Document text -
╭──
Sensitive to any challenge to its custodianship of Islam's two holiest cities, Mecca and Medina, Saudi Arabia's role is in the spotlight as it negotiates modalities with some 80 countries for the 2017 Hajj. Saudi Arabia failed to reach an agreement with Iran for the 2016 pilgrimage, leaving the kingdom's management of the Hajj challenged.

An almost two-year long military campaign in Yemen that was supposed to be cakewalk has turned into a quagmire for the kingdom. Saudi Arabia is looking for a face-saving exit strategy from a neighbor that its military has devastated without removing its enemies, the Ansarullah revolutionaries and former president Ali Abdullah Saleh, from power in much of the country, including the capital Sana'a.

The campaign has moreover cast a shadow over the capabilities of a country that ranks as the world's second largest importer of military equipment. The United States late last year halted the sale of air-dropped and precision-guided munitions until it has better trained Saudi forces in their targeting and use of weapons. The Saudi air force's repeated targeting by design or default of civilian targets in Yemen in which large numbers of innocent people were killed has opened the kingdom to assertions of war crimes.

Saudi Arabia's inability to claim either political or military benefit from the war in Yemen threatens to put on the line the credibility of the deputy crown prince Mohammed bin Sultan, the son of King Salman bin Abdulaziz Al-Saud, who is also in charge of turning the kingdom's economy around. Many believe that the king is grooming the prince as his successor despite objections from factions within the Al-Saud family.

Similarly, Saudi Arabia's use of its political and financial muscle to bring Egyptian-general-turned president Abdel Fattah Al-Sisi to power in an uprising in 2013 and stabilize Egypt's deteriorating economy failed to achieve a return. Instead, Saudi Arabia and the Arab world's most populous nation are at loggerheads over Iran, Syria, and various other issues.

Saudi Arabia suspended in October a $23bn agreement to supply Egypt with 700,000 tons of petroleum products every month after Egypt supported a Russian resolution on Syria in the United Nations Security Council. The sanctions and cooling of relations have done little to make Al-Sisi more empathetic to Saudi concerns.
╰──
Data items:
╭──
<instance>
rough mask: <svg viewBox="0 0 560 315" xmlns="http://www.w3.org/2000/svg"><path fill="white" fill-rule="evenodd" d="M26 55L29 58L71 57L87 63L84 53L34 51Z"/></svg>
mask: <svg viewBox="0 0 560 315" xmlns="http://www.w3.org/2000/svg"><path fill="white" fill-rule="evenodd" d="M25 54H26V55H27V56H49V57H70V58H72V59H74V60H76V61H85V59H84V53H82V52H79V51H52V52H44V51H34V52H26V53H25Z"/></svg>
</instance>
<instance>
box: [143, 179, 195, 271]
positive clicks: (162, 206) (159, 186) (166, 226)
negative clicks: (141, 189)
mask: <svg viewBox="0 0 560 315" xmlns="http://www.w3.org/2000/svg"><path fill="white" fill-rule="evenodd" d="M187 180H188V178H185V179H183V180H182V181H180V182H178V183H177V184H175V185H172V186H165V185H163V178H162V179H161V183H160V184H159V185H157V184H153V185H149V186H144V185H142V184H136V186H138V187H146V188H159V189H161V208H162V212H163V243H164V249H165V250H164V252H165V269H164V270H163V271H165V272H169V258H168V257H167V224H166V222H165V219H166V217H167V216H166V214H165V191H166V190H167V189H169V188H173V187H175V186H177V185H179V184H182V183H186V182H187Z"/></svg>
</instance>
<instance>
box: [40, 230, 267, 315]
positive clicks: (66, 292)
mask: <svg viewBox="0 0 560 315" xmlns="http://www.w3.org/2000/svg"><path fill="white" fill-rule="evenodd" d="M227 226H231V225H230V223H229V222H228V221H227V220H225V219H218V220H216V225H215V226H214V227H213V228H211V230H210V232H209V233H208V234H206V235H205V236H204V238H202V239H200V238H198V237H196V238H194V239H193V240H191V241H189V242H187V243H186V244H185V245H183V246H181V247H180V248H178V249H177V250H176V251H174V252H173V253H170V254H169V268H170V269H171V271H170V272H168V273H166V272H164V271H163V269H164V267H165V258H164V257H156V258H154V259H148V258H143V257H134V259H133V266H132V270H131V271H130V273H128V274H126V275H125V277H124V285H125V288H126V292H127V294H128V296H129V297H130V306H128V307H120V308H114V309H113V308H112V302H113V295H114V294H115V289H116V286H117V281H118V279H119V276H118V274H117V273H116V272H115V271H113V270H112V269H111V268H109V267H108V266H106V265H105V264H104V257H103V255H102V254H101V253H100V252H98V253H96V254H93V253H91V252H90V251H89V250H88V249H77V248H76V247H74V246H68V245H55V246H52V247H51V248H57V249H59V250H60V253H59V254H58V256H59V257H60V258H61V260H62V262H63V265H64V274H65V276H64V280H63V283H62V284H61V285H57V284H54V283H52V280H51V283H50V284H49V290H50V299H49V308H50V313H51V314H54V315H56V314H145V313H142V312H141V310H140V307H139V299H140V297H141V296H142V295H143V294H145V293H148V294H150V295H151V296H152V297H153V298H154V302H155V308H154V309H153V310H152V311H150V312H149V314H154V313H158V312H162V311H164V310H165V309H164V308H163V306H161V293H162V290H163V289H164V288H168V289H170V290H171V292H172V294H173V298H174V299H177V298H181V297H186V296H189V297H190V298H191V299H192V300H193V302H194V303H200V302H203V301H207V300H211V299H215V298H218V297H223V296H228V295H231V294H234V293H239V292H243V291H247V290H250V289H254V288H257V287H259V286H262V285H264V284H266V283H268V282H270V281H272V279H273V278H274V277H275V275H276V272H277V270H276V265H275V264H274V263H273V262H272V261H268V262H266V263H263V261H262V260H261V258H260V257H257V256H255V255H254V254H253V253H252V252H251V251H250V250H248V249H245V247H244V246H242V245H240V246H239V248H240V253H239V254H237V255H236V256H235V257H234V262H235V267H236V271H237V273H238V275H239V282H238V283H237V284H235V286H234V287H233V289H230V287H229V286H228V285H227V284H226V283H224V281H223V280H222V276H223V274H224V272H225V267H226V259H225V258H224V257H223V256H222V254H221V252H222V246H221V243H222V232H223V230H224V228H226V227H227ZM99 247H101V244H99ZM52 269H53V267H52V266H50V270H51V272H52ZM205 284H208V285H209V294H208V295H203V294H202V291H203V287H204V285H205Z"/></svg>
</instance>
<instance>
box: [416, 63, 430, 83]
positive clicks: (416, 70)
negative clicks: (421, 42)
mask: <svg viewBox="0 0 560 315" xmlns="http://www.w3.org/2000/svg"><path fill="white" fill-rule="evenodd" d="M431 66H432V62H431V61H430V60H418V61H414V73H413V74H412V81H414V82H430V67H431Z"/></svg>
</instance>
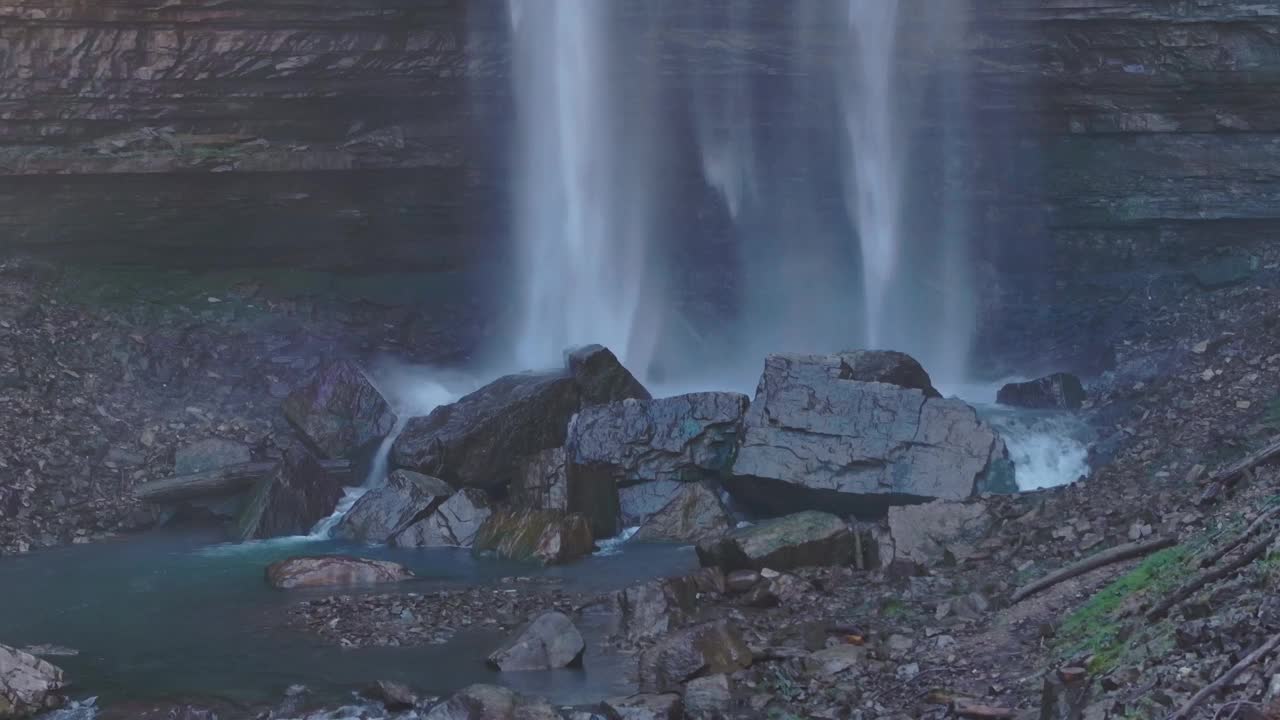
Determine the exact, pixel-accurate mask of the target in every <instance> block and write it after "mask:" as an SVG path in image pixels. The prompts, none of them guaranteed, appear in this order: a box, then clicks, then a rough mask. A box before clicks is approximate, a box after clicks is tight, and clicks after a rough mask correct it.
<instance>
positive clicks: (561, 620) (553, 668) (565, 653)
mask: <svg viewBox="0 0 1280 720" xmlns="http://www.w3.org/2000/svg"><path fill="white" fill-rule="evenodd" d="M585 650H586V643H585V642H582V634H581V633H579V632H577V628H575V626H573V621H572V620H570V619H568V616H567V615H564V614H563V612H545V614H543V615H539V616H538V618H536V619H535V620H534V621H532V623H529V624H527V625H525V626H524V628H521V629H520V630H517V632H516V633H515V635H512V638H511V639H509V641H507V643H506V644H503V646H502V647H500V648H498V650H495V651H494V652H493V655H490V656H489V664H490V665H493V666H494V667H497V669H499V670H502V671H503V673H511V671H521V670H556V669H558V667H568V666H571V665H580V664H581V662H582V652H584V651H585Z"/></svg>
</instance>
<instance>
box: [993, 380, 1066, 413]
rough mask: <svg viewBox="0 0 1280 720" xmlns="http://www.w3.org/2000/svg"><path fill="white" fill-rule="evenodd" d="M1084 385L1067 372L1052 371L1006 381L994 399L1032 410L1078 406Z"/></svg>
mask: <svg viewBox="0 0 1280 720" xmlns="http://www.w3.org/2000/svg"><path fill="white" fill-rule="evenodd" d="M1085 397H1087V396H1085V393H1084V386H1083V384H1082V383H1080V378H1078V377H1075V375H1073V374H1070V373H1053V374H1052V375H1047V377H1043V378H1039V379H1034V380H1029V382H1025V383H1009V384H1006V386H1005V387H1002V388H1000V392H997V393H996V402H998V404H1001V405H1010V406H1014V407H1029V409H1033V410H1079V409H1080V406H1083V405H1084V398H1085Z"/></svg>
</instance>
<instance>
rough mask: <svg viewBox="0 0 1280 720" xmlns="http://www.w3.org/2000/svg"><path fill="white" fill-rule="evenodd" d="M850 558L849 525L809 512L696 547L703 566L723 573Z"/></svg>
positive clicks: (777, 567) (768, 522)
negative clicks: (703, 565) (735, 571)
mask: <svg viewBox="0 0 1280 720" xmlns="http://www.w3.org/2000/svg"><path fill="white" fill-rule="evenodd" d="M852 556H854V536H852V533H850V530H849V525H847V524H846V523H845V521H844V520H841V519H840V518H837V516H835V515H829V514H827V512H817V511H812V510H810V511H806V512H796V514H795V515H787V516H785V518H776V519H773V520H765V521H763V523H759V524H756V525H750V527H746V528H739V529H736V530H732V532H730V533H728V534H726V536H724V537H722V538H719V539H714V541H709V542H704V543H701V544H699V546H698V559H699V560H700V561H701V564H703V565H704V566H718V568H721V569H723V570H726V571H731V570H763V569H765V568H768V569H773V570H785V569H791V568H803V566H809V565H844V564H846V562H849V561H850V560H851V559H852Z"/></svg>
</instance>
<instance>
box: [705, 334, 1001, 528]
mask: <svg viewBox="0 0 1280 720" xmlns="http://www.w3.org/2000/svg"><path fill="white" fill-rule="evenodd" d="M846 356H847V354H846V355H772V356H769V357H768V359H767V360H765V365H764V375H763V377H762V378H760V386H759V388H758V389H756V396H755V401H753V402H751V407H750V410H749V411H748V414H746V420H745V423H744V434H742V446H741V448H740V450H739V452H737V459H736V460H735V462H733V474H732V478H730V479H728V480H727V482H726V486H727V488H728V489H730V492H731V493H732V495H733V496H735V498H736V500H739V501H741V502H744V503H745V505H746V506H749V507H751V509H754V510H755V511H758V512H760V514H765V515H781V514H786V512H794V511H797V510H810V509H812V510H828V511H832V512H840V514H856V515H863V516H877V515H882V514H883V512H884V511H886V510H887V509H888V507H890V506H892V505H905V503H910V502H919V501H922V500H932V498H943V500H964V498H968V497H970V496H973V495H974V493H975V492H977V491H978V487H979V483H982V482H984V480H986V478H987V475H988V473H991V471H992V470H995V469H997V468H1002V462H1007V451H1006V450H1005V443H1004V441H1001V439H1000V436H998V434H996V432H995V430H993V429H992V428H991V427H989V425H987V424H986V423H983V421H982V420H979V419H978V414H977V411H974V409H973V407H970V406H968V405H965V404H964V402H961V401H959V400H945V398H940V397H931V396H929V395H928V393H927V392H925V391H922V389H919V388H913V387H901V386H896V384H888V383H883V382H864V380H859V379H851V378H852V375H854V370H852V368H850V365H849V363H847V361H846Z"/></svg>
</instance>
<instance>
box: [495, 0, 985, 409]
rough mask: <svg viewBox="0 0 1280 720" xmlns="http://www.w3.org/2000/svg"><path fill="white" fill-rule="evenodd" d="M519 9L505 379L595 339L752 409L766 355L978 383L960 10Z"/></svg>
mask: <svg viewBox="0 0 1280 720" xmlns="http://www.w3.org/2000/svg"><path fill="white" fill-rule="evenodd" d="M508 3H509V4H508V8H509V20H511V28H512V45H513V47H512V67H511V74H512V81H513V91H515V97H516V108H515V109H516V118H515V140H516V142H515V146H516V149H515V154H516V158H515V172H513V177H515V184H516V193H515V195H516V200H515V215H513V234H515V246H516V250H517V254H518V272H517V273H516V277H515V292H513V297H516V299H517V300H516V302H515V305H516V306H515V309H513V314H515V316H516V318H515V324H516V332H515V338H516V340H515V341H513V352H512V355H513V356H515V360H513V363H515V365H516V366H521V368H530V366H547V365H554V364H558V363H559V359H561V354H562V351H563V350H564V348H566V347H568V346H572V345H580V343H586V342H600V343H604V345H607V346H609V347H611V348H613V350H614V352H617V354H618V355H620V356H621V357H622V359H623V361H625V363H626V364H627V365H628V366H631V369H632V372H635V373H636V374H637V375H640V377H641V378H644V379H646V380H650V382H655V379H657V378H658V377H662V379H663V382H667V383H686V384H689V383H704V384H707V383H708V379H709V377H710V380H712V383H710V384H717V386H719V387H735V388H737V389H748V391H749V389H750V388H751V387H754V380H755V377H758V374H759V363H760V360H762V359H763V356H764V355H765V354H769V352H780V351H803V352H823V351H833V350H845V348H855V347H868V348H893V350H902V351H906V352H909V354H911V355H915V356H916V357H918V359H919V360H920V361H922V363H923V364H924V365H925V368H927V369H929V372H931V373H932V374H933V375H934V377H936V378H937V379H938V380H940V382H952V383H954V382H960V380H963V379H964V378H965V374H966V360H968V355H969V351H970V345H972V336H973V331H974V325H975V322H974V315H975V301H974V293H973V288H972V281H970V264H972V259H970V258H969V245H970V241H972V238H970V237H969V232H970V231H969V222H968V213H969V210H970V206H972V205H973V202H972V197H969V196H968V195H966V179H965V173H966V172H968V169H969V167H972V164H973V163H972V160H973V159H972V158H970V156H969V152H972V143H970V142H969V140H970V138H969V137H968V136H969V120H968V115H966V113H968V106H969V105H970V104H969V102H968V97H966V87H968V81H966V76H968V68H966V67H965V65H964V63H963V61H961V58H963V54H961V53H955V51H954V50H956V47H957V44H956V42H955V41H956V40H957V38H960V37H963V36H964V33H965V23H966V20H968V17H969V9H968V3H966V0H956V1H954V3H951V1H948V3H932V1H922V0H794V1H788V3H786V4H774V3H760V1H753V0H719V1H710V0H707V1H700V3H694V4H689V3H685V1H682V0H662V1H654V3H639V1H617V3H614V1H609V3H604V1H595V0H545V1H539V0H508ZM646 23H648V24H646ZM762 27H765V28H774V32H773V33H772V35H769V33H765V35H763V36H762V35H760V33H759V32H758V29H759V28H762ZM680 117H685V118H687V126H680V120H678V119H677V120H671V119H672V118H680ZM666 122H672V123H673V124H675V126H676V127H677V128H678V127H685V128H687V129H684V131H678V129H677V131H676V132H671V133H666V132H663V131H666V129H667V127H666V126H664V124H663V123H666ZM690 150H691V152H690ZM690 164H692V165H694V167H692V168H690V167H689V165H690ZM659 168H660V170H659ZM673 168H675V170H672V169H673ZM689 170H692V172H694V173H699V174H700V176H701V181H703V183H704V184H703V186H701V187H700V188H694V187H687V186H685V184H680V183H682V182H684V179H682V178H684V177H685V176H684V174H681V173H686V172H689ZM673 184H678V190H672V186H673ZM717 205H718V206H721V208H722V210H721V213H722V214H723V218H724V220H723V222H721V223H719V224H718V225H717V224H716V223H714V222H713V223H712V224H710V225H704V224H699V220H698V219H696V218H705V217H708V214H714V213H716V206H717ZM672 218H675V220H672ZM672 225H675V227H672ZM726 274H731V275H732V278H728V279H726V277H724V275H726ZM659 279H660V282H659ZM713 366H714V369H712V368H713ZM694 375H696V377H694Z"/></svg>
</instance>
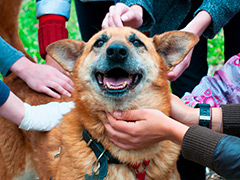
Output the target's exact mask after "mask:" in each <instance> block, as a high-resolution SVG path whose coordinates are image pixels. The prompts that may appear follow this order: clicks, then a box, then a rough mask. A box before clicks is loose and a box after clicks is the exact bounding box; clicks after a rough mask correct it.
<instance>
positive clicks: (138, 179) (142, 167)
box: [130, 160, 150, 180]
mask: <svg viewBox="0 0 240 180" xmlns="http://www.w3.org/2000/svg"><path fill="white" fill-rule="evenodd" d="M149 163H150V160H148V161H143V162H142V163H140V164H130V165H131V166H132V167H133V169H134V170H135V172H136V179H137V180H144V179H145V176H146V169H147V166H148V165H149Z"/></svg>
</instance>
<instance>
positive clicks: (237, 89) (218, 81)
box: [182, 54, 240, 107]
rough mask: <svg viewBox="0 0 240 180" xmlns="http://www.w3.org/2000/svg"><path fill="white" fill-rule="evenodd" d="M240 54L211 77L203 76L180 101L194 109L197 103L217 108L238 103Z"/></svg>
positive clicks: (239, 88)
mask: <svg viewBox="0 0 240 180" xmlns="http://www.w3.org/2000/svg"><path fill="white" fill-rule="evenodd" d="M239 66H240V54H238V55H235V56H233V57H232V58H230V59H229V60H228V61H227V62H226V63H225V64H224V66H223V67H222V68H221V69H219V70H217V71H216V72H215V74H214V75H213V76H205V77H203V78H202V80H201V82H200V84H199V85H198V86H196V87H195V88H194V89H193V91H192V92H191V93H185V95H184V96H183V97H182V101H183V102H184V103H185V104H186V105H188V106H190V107H194V106H195V105H196V104H197V103H203V104H210V105H211V106H212V107H219V106H220V104H239V103H240V67H239Z"/></svg>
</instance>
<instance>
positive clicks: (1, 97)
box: [0, 81, 74, 131]
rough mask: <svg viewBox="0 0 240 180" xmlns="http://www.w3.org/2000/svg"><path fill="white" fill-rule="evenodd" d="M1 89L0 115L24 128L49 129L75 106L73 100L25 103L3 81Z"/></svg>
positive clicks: (0, 98) (0, 83)
mask: <svg viewBox="0 0 240 180" xmlns="http://www.w3.org/2000/svg"><path fill="white" fill-rule="evenodd" d="M0 89H1V96H0V115H1V116H3V117H4V118H6V119H8V120H10V121H12V122H13V123H15V124H17V125H18V126H19V128H21V129H24V130H37V131H49V130H51V129H52V128H53V127H55V126H56V125H58V124H60V122H61V118H62V117H63V115H64V114H66V113H68V112H69V111H70V110H71V109H72V108H73V107H74V103H73V102H64V103H58V102H51V103H48V104H44V105H38V106H31V105H29V104H27V103H23V102H22V100H20V99H19V98H18V97H17V96H16V95H15V94H13V93H12V92H11V91H10V89H9V88H8V87H7V86H6V85H5V84H4V83H3V82H2V81H0Z"/></svg>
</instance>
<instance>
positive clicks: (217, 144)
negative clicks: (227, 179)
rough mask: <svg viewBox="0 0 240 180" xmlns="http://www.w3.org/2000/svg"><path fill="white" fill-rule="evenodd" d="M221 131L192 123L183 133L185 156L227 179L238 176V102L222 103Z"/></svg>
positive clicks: (239, 144) (182, 147) (239, 157)
mask: <svg viewBox="0 0 240 180" xmlns="http://www.w3.org/2000/svg"><path fill="white" fill-rule="evenodd" d="M221 108H222V119H223V132H224V133H227V134H228V135H226V134H221V133H217V132H214V131H212V130H210V129H207V128H205V127H200V126H192V127H190V128H189V130H188V131H187V133H186V134H185V136H184V139H183V144H182V154H183V156H184V157H185V158H187V159H189V160H191V161H194V162H197V163H200V164H202V165H204V166H207V167H209V168H211V169H213V170H214V171H215V172H217V173H218V174H219V175H221V176H223V177H224V178H227V179H228V180H239V179H240V153H239V152H240V138H239V137H240V111H239V110H240V105H239V104H235V105H221Z"/></svg>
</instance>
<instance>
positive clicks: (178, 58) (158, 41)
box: [153, 31, 199, 71]
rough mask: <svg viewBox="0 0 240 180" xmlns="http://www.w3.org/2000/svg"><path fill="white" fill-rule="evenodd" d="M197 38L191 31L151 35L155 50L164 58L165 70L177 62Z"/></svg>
mask: <svg viewBox="0 0 240 180" xmlns="http://www.w3.org/2000/svg"><path fill="white" fill-rule="evenodd" d="M198 40H199V38H198V36H196V35H195V34H193V33H189V32H182V31H170V32H166V33H163V34H160V35H155V36H154V37H153V44H154V45H155V48H156V51H157V52H158V53H159V55H160V56H161V57H163V58H164V60H165V63H166V66H167V71H171V70H172V69H173V68H174V67H175V66H176V65H177V64H179V63H180V62H181V61H182V60H183V59H184V57H185V56H186V55H187V53H188V52H189V51H190V50H191V49H192V48H193V46H195V45H196V44H197V42H198Z"/></svg>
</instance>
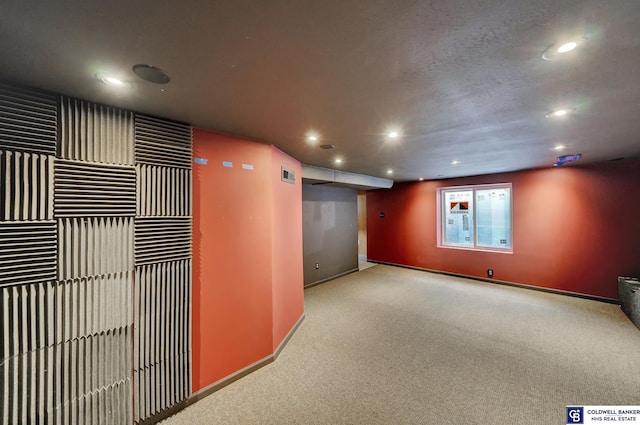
╰──
Check your understanding -
[1] In the text on Saudi Arabia's foreign policy troubles, what did the agreement suspended in October commit Saudi Arabia to supply Egypt each month?
[2] Pick up the text on Saudi Arabia's foreign policy troubles right after its last sentence and keep it going.

Results for the exercise -
[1] 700,000 tons of petroleum products every month.

[2]
Finally, on the foreign policy and ‘defense' front, this month's inauguration of US president-elect Donald Trump could prove to be a mixed bag that may aggravate Saudi Arabia's problems. Trump has suggested that he may back away from US support for anti-Assad militants in Syria and focus on cooperation with Moscow to defeat Daesh [the Arabic acronym for the terrorist "ISIS/ISIL" group].

Uncertainty in its relationship with the US could not come at a worse moment for the kingdom. The Saudi government, beyond its foreign policy and military setbacks, has begun to unilaterally rewrite the social contract that underwrites it. The rewriting constitutes the end of a bargain involving a cradle-to-the-grave welfare system in exchange for the surrender of political rights and adherence to Wahhabi social mores.

Cutbacks on subsidies, increased utility prices, reduced spending on education and social services, and the streamlining of bureaucracy in a country in which the state employs two thirds of the citizenry is a tricky business. It's even trickier in an environment in which the country's basic power structure, a power sharing agreement between the ruling Al-Saud family and the country's religious establishment, is being challenged by the demands of economic and social change and increasing international association of Wahhabism with militancy.

King Salman and Prince Mohammed have a full plate for 2017. For them and the Al-Sauds, the core issue is survival. With no credible alternative to the Al-Sauds and the Middle East and North Africa's recent experience of popular protest producing wars and increased repression, Saudis are unlikely to revolt. They will, however, demand a greater say and greater accountability-concepts the government has so far countered with increased suppression and authoritarianism.